## SHORT TASK A
Answer these about the passage on SiGe HBT devices below:
(i) What widths are given for the emitter window and the collector window?
(ii) Which module is used to simulate the process flow?
(iii) What cut-off frequency does the proposed structure achieve?

## DOCUMENT PASSAGE
Recently, there has been increased interest in SiGe HBT technology for microwave RF circuits because of its high-frequency and compatibility with silicon technology [1]. Several works have been reported on optimizing the high-frequency of SiGe HBT that can be found from the refs. [2] [3] [4] [5]. Also, the ref. [6] has been proved that reducing the width of the emitter can greatly improve the frequency of SiGe HBT. In addition, the band structure of silicon can be changed by introducing global strain or local strain to improve carrier mobility has been reported [7] [8]. Scholars have improved the performance of SiGe HBT by using stacked metal interconnect structures or introducing mechanical stress [9] [10]. But the reliability is poor, and the process is not easy to control. A SiGe HBT device structure with a virtual substrate was proposed in ref. [11], which effectively improved the current gain. However, the improvement of frequency characteristics is limited, and the self-heating effect of the substrate is significant. Therefore, the introduction of strain engineering can reduce the transit time of carriers in the collector, and effectively improve the frequency characteristics of the device.

In this paper, the proposed device improves the frequency characteristics by introducing stress, and uses SOI substrate structure with buried oxygen layer is used to reduce the self-heating effect brought by virtual substrate. First, the SOI technology and strain silicon technology are combined to introduce uniaxial stress into the SOI collector with N^{+} buried layer to form a new SOI SiGe HBT device structure. Then, the effects of Ge component on the current gain, Early voltage and cut-off frequency are briefly described. Finally, the structure has been proved to be able to achieve breakthroughs in the key frequency characteristics, i.e. f_{T} > 400 GHz.

2. Device Model and Process Simulation Flow

In this paper, a two-dimensional device model is established by using SILVACO^{Ò} TCAD tools and the ATHENA module is then employed to simulate the process flow. The proposed device architecture is shown in Figure 1.

The widths of the emitter window and the collector window are 120 nm and 400 nm, respectively, which are following the size-reduction roadmap mentioned in ref. [6]. The characteristics of the device structure are mainly reflected in the stress distribution. Firstly, the strain engineering of “embedded” Si_{1}_{−}_{y}Ge_{y} source and drain that commonly used in 90 nm, 65 nm and 45 nm CMOS process nodes, is now introduced in the collector region, where uniaxial compressive stress is consequently applied in the horizontal direction. Then, the Si_{1}_{−}_{x}Ge_{x} base is grown upon the strained collector. Due to the different lattice constants of Si and SiGe, the base region is subject to biaxial compressive stress [12]. According to the principle of elasticity, the collector is uniaxial compressive stressed, and the base is therefore with the act of both the uniaxial and the biaxial stresses. Also, an uniaxial tensile strained cap-layer is sandwiched between poly-silicon and Si_{1}_{−}_{x}Ge_{x} base to build a double-layer “composite” emitter architecture [13]. The device model parameters are listed in Table 1.

## EXCERPTED DATA
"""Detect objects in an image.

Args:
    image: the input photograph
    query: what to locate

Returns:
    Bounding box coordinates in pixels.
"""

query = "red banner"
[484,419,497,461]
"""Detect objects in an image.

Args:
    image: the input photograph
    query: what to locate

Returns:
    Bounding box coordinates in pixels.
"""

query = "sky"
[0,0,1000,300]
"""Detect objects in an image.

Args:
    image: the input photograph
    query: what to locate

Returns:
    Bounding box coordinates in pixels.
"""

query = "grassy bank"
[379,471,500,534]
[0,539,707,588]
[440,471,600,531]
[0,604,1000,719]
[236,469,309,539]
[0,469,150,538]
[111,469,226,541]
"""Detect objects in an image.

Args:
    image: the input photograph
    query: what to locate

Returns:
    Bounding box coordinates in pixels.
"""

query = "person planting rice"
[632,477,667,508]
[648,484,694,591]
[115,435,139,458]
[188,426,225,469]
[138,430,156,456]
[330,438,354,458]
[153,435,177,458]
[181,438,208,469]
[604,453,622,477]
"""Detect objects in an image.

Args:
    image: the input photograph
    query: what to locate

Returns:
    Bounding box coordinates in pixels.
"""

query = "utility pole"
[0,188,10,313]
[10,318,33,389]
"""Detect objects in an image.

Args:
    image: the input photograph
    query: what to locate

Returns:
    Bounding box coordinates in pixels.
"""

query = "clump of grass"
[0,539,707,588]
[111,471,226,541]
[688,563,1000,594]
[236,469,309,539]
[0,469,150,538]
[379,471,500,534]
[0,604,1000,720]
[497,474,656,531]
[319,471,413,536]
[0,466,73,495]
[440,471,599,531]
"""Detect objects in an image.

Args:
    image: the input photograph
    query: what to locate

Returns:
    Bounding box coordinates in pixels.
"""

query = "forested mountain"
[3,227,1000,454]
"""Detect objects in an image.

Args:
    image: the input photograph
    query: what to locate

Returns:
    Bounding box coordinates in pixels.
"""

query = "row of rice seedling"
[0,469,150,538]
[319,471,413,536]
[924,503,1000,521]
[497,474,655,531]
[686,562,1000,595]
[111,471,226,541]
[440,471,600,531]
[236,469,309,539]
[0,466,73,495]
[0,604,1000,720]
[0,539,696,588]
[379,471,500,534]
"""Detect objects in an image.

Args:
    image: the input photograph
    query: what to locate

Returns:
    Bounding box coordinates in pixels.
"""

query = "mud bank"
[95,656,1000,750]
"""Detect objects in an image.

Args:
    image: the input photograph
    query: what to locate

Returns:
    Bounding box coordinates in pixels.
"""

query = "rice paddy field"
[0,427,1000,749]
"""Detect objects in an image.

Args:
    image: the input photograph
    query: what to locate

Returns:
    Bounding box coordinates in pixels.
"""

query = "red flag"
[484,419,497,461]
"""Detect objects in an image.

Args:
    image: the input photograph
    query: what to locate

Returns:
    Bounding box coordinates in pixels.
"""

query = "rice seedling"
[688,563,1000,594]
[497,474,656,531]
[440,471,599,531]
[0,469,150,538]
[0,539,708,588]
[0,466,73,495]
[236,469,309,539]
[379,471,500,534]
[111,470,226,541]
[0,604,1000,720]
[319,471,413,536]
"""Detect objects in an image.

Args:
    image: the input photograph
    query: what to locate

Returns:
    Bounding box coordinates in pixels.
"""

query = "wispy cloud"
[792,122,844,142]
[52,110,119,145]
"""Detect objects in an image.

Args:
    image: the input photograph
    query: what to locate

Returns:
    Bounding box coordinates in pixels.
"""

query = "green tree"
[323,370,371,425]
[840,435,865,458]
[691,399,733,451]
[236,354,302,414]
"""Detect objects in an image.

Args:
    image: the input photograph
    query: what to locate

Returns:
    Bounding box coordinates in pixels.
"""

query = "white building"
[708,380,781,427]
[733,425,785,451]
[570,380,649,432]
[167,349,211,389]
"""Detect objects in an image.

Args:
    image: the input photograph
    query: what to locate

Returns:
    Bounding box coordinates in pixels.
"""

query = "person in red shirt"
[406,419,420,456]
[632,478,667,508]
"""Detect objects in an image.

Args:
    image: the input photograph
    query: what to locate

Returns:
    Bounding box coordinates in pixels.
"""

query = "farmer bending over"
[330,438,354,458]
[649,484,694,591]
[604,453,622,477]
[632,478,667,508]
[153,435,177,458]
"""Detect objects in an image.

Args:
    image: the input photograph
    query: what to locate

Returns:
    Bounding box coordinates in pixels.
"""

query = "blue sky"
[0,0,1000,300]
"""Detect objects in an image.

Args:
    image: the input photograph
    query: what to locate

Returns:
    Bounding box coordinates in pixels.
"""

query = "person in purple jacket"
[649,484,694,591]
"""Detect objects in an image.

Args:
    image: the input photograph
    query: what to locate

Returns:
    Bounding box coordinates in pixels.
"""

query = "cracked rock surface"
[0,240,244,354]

## SHORT TASK B
Print everything in the records from their first line down to the line containing "[10,318,33,389]", including both of those lines.

## TASK OUTPUT A
(i) 120 nm for the emitter window and 400 nm for the collector window.
(ii) The ATHENA module.
(iii) f_T > 400 GHz.

## TASK OUTPUT B
"""Detect objects in an image.

Args:
    image: the input photograph
    query: what to locate

Returns:
    Bounding box coordinates in pixels.
"""

query = "red banner"
[484,419,497,461]
"""Detect objects in an image.

Args:
    image: the input photograph
    query: what to locate

Returns:
    Bounding box coordinates in pixels.
"""

query = "sky"
[0,0,1000,300]
"""Detect objects in an image.

Args:
    image: the input photograph
    query: what to locate

Returns:
    Bounding box coordinates in pixels.
"""

query = "grassy bank"
[379,471,500,534]
[0,539,707,588]
[440,471,600,531]
[0,604,1000,719]
[236,469,309,539]
[0,469,150,538]
[111,469,226,541]
"""Detect objects in an image.

Args:
    image: the input photograph
    query: what to locate

Returns:
    Bounding box coordinates in pixels.
"""

query = "person planting rice"
[632,477,667,508]
[648,484,694,591]
[115,435,139,458]
[188,426,225,469]
[138,430,156,456]
[330,438,354,458]
[153,435,177,458]
[181,438,208,469]
[604,453,622,477]
"""Detect objects in an image.

Args:
    image: the input photograph
    query: what to locate

Returns:
    Bounding box coordinates in pixels.
"""

query = "utility pole"
[0,188,10,313]
[10,318,33,389]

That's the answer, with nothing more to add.